▶ Work to be completed
Count how many lines in the listing contain the string "breeches", and reply with only that number.

▶ Given information

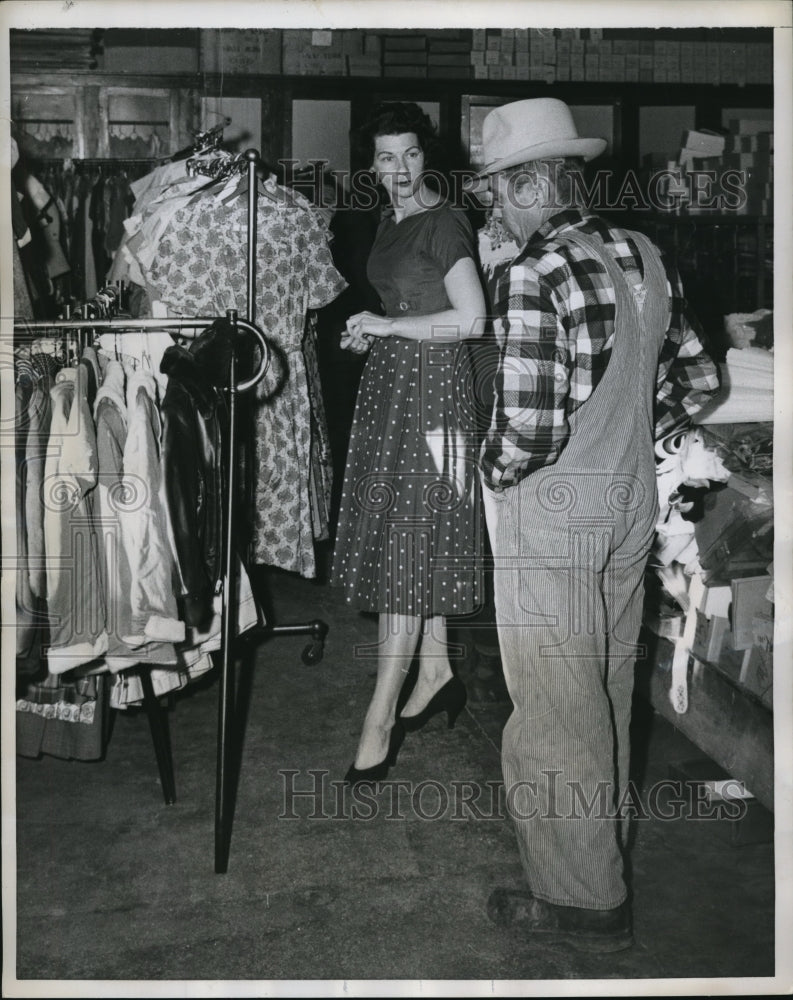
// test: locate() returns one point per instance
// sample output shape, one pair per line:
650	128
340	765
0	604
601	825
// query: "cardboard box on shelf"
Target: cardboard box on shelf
709	637
749	601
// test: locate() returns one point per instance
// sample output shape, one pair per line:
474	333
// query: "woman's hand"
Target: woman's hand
368	324
355	343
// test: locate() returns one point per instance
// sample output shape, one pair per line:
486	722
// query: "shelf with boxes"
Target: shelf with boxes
99	116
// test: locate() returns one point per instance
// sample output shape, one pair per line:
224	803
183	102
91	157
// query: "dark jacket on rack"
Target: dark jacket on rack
194	416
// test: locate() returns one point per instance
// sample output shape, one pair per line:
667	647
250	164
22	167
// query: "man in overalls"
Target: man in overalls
598	357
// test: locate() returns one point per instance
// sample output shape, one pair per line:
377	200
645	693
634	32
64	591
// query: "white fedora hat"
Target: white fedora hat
535	129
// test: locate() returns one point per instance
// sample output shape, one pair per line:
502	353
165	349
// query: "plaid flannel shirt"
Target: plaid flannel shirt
554	323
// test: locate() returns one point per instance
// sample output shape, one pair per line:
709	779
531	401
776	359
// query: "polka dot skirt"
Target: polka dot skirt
409	539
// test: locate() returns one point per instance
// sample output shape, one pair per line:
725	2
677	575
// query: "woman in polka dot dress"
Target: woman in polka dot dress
408	544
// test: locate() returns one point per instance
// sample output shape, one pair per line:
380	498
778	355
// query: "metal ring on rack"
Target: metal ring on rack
265	362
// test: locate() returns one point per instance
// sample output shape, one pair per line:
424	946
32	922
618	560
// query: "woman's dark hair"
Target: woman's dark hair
396	118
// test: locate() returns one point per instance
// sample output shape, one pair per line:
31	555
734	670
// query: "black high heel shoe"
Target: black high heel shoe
378	772
451	698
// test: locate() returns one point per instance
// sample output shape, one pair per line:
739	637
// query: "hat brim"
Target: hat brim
588	149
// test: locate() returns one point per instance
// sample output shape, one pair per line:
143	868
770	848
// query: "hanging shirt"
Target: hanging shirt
199	269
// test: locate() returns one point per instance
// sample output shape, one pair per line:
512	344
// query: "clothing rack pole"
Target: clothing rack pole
224	805
224	790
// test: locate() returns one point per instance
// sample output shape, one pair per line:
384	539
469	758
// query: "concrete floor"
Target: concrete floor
113	884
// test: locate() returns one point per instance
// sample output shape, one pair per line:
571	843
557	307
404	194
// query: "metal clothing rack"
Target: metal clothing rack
224	804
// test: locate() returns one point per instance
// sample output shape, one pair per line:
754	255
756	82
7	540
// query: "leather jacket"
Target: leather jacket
195	422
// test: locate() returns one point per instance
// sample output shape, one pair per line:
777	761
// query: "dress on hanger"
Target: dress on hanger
198	268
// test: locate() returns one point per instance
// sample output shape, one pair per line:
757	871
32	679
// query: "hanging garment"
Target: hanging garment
36	449
198	268
110	412
63	718
142	522
25	601
74	593
194	424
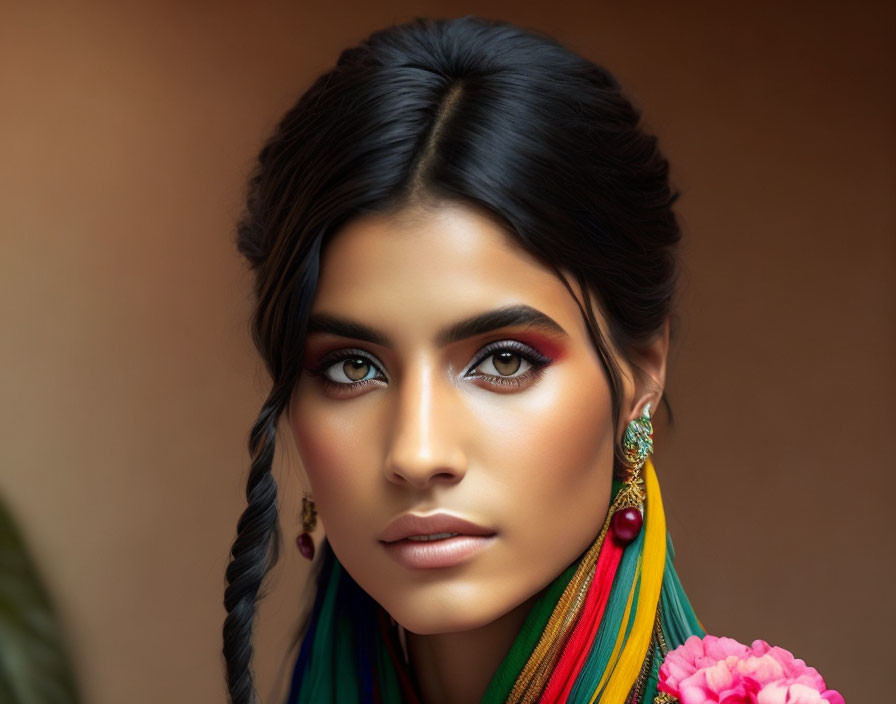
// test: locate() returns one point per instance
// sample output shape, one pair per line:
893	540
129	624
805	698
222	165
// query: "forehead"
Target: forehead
415	271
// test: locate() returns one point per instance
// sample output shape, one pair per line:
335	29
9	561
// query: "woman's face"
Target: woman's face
448	372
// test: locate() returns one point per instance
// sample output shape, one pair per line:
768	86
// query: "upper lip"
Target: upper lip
410	524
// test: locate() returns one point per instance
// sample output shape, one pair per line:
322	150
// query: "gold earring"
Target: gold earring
304	541
637	445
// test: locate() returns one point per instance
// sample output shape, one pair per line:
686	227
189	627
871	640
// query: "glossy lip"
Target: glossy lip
410	524
445	552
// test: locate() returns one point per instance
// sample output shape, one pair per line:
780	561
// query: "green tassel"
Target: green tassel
502	683
679	620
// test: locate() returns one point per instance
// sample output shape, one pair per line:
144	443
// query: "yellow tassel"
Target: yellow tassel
653	560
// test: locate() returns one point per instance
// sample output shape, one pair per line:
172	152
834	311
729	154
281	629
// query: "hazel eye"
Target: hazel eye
504	363
349	369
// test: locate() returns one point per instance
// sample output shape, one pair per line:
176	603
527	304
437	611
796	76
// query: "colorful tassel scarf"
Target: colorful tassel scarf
598	633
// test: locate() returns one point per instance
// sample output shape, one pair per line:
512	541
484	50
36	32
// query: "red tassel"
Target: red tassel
572	660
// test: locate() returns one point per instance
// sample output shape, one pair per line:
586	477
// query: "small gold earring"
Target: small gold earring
304	541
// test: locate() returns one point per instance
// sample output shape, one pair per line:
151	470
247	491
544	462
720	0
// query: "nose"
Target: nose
423	448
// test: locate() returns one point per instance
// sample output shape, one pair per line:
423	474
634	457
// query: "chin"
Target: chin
450	611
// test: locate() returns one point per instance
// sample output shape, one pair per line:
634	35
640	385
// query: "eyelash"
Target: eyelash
537	361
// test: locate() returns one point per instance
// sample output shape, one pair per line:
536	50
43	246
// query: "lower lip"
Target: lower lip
448	552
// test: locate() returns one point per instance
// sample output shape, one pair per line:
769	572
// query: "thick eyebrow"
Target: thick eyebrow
509	316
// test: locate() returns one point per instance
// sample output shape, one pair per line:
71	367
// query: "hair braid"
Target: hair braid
255	551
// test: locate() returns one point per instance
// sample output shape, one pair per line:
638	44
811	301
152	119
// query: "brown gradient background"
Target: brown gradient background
129	382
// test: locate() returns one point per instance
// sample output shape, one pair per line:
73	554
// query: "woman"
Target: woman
464	251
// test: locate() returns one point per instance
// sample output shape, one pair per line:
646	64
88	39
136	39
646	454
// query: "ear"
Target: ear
650	376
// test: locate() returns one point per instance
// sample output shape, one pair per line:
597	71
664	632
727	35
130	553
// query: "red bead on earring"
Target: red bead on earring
626	524
306	546
637	444
304	541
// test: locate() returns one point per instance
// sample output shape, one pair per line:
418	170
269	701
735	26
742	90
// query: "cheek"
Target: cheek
335	448
553	455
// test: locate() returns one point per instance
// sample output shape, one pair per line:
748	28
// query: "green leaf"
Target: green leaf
34	664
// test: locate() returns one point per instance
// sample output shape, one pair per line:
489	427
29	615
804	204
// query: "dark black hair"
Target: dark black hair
466	110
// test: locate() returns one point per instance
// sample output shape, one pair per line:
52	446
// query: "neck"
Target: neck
456	668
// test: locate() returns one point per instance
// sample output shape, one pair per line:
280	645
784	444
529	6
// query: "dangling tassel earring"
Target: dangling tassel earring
637	445
309	520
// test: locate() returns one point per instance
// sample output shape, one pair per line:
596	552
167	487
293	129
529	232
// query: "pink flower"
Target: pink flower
715	670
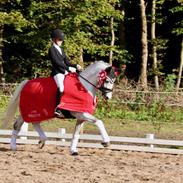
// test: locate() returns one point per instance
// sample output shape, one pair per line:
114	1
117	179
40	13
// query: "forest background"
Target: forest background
145	36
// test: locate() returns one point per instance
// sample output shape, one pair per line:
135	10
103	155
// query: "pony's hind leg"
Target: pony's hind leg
16	129
92	119
75	138
41	133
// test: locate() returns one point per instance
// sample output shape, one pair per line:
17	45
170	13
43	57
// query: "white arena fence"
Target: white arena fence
60	138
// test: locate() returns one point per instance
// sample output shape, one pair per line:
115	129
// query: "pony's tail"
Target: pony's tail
13	105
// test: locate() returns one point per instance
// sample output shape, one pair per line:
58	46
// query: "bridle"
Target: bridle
101	87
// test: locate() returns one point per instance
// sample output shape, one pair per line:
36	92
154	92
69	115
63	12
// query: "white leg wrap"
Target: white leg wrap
75	138
102	130
42	135
13	145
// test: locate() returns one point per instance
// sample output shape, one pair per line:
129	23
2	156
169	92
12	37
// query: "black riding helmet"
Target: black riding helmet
57	34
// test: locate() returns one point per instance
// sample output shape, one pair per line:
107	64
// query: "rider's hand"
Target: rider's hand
72	69
79	68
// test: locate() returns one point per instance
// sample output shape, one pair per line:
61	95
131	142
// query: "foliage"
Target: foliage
170	82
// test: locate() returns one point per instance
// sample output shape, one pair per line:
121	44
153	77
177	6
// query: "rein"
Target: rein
102	89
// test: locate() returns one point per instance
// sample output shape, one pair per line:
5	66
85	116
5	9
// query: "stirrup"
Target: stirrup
58	113
105	144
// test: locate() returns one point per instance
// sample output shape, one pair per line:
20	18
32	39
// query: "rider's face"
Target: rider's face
58	42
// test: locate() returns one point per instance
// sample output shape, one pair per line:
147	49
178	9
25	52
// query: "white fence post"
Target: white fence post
62	131
24	128
150	136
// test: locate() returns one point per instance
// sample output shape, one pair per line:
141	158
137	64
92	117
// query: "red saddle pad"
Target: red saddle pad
38	98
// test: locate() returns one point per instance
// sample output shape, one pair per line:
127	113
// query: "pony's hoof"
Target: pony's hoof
74	153
41	144
13	148
105	144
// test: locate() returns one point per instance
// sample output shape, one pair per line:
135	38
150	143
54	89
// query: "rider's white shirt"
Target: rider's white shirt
58	48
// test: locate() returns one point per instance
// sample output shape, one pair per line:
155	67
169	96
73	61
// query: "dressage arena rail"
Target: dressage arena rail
93	141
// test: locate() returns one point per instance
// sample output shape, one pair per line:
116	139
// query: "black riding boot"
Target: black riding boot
58	112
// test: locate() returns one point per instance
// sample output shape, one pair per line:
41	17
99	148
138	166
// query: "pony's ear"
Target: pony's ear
108	69
110	72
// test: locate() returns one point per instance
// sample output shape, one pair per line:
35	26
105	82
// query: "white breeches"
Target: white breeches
59	79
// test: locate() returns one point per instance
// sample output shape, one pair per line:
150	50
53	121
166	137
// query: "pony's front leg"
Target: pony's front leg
75	138
41	133
92	119
16	129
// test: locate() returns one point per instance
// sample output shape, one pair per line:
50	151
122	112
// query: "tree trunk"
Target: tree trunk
2	79
143	73
122	32
112	40
153	37
180	68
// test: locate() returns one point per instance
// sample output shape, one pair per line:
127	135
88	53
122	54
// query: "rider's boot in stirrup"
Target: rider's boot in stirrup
58	112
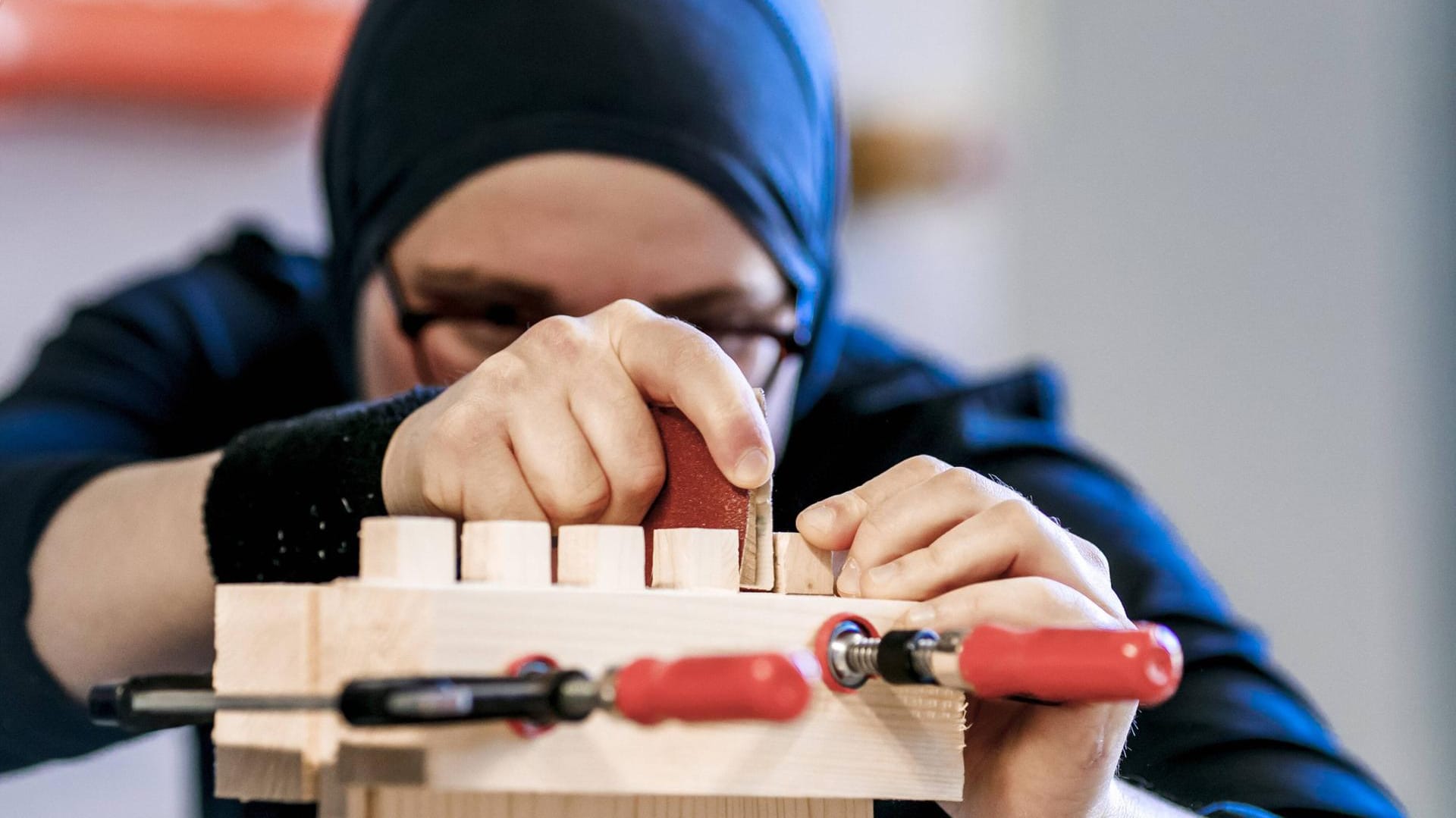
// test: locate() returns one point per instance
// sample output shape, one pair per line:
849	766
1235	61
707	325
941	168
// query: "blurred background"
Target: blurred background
1229	224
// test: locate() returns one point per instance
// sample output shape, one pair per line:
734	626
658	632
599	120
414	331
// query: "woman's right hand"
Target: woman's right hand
557	425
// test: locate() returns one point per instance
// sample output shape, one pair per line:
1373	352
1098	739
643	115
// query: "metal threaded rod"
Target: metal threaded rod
861	655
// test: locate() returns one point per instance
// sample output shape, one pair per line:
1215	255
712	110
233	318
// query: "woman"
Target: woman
494	169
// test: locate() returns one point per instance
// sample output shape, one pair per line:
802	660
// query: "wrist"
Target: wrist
286	500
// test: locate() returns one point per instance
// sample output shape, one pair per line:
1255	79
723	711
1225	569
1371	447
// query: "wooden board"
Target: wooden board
884	741
414	802
267	644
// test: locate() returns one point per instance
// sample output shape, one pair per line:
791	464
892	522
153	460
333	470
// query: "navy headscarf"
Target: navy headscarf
739	96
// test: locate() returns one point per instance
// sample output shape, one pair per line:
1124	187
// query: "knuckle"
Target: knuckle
1018	512
593	497
962	479
925	466
560	337
462	427
582	503
1050	594
628	309
644	478
1094	555
509	373
943	555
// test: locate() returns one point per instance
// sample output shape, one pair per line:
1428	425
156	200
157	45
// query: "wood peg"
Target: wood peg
506	552
410	550
800	568
695	558
601	556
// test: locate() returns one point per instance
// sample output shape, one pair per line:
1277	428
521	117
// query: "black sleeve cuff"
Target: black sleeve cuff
286	500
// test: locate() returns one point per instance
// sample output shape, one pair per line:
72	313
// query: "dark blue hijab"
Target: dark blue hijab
736	95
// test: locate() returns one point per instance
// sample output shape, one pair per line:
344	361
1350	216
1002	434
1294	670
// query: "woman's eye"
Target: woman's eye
503	315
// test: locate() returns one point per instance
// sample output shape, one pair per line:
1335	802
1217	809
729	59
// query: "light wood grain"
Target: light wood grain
881	743
265	641
756	568
506	552
800	568
601	556
413	550
695	559
413	802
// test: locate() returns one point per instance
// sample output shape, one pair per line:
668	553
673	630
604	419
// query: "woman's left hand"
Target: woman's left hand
976	552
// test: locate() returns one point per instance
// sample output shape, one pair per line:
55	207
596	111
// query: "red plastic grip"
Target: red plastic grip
710	689
1072	666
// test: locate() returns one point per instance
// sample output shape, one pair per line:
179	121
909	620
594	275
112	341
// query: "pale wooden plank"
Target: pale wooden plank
699	559
756	569
413	550
506	552
881	743
601	556
265	641
414	802
800	568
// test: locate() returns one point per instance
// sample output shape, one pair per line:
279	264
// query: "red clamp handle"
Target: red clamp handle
1072	664
711	689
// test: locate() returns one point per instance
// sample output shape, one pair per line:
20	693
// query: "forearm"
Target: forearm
1134	802
121	582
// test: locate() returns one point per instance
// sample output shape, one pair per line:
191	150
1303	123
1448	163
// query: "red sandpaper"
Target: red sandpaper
695	494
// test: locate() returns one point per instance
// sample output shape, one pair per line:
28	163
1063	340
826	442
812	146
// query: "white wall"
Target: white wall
1234	230
86	196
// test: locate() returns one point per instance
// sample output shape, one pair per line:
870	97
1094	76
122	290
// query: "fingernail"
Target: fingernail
752	469
819	517
849	578
919	616
883	574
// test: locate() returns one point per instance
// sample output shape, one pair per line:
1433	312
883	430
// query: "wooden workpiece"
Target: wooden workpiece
267	644
695	559
601	556
417	802
506	552
413	550
881	743
800	568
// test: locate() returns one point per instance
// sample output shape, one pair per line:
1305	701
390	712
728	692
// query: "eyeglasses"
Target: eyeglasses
459	340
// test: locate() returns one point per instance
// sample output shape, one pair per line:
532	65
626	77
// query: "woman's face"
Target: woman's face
568	233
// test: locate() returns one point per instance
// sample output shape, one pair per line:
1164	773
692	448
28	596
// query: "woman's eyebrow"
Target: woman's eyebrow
728	296
475	286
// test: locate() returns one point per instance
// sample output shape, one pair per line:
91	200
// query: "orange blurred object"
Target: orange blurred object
261	54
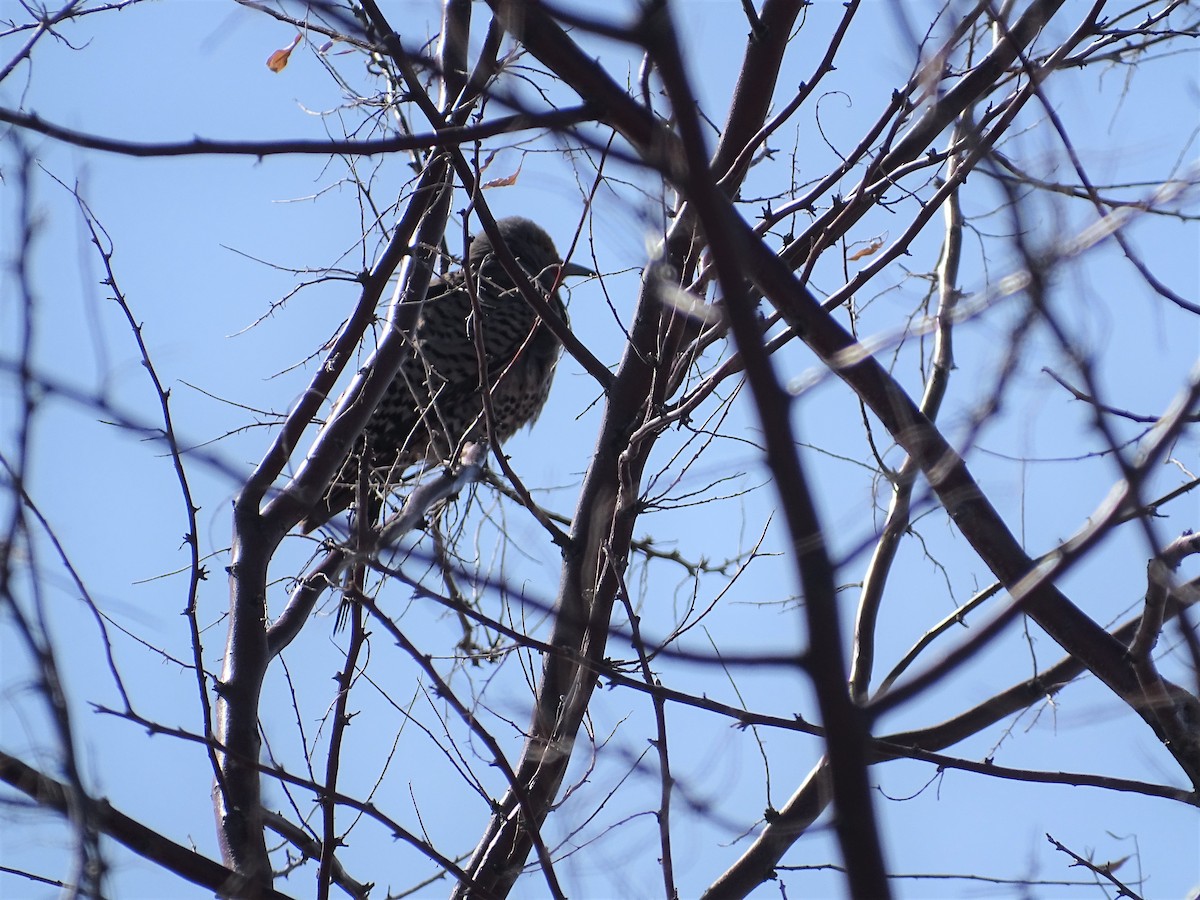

▶ Reply to the exercise
2